(Saved entries)

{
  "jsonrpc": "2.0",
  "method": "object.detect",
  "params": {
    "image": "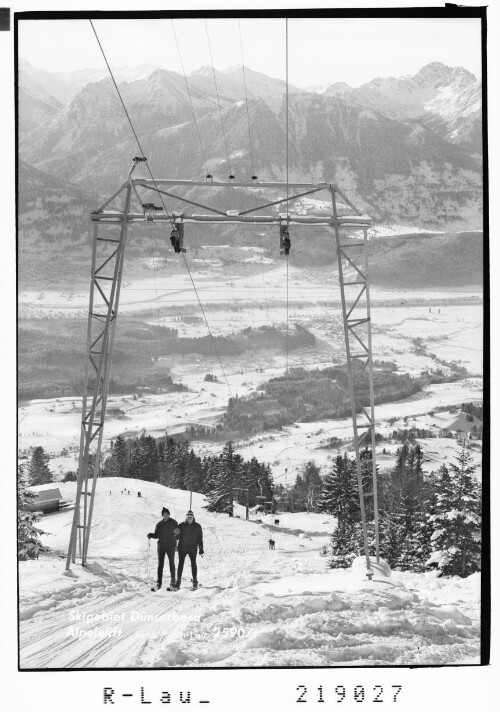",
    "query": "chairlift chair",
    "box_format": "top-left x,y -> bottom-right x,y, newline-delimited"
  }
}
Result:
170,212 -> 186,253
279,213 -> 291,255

§ Task
Only the line that contains "x,y -> bottom-right" and the lines after it, through the end of the data above, are to be repeated exactly.

§ Reply
    "box_format": "top-left x,y -> bottom-right x,y, newline-delimited"
  }
}
Result:
170,212 -> 186,253
279,213 -> 291,255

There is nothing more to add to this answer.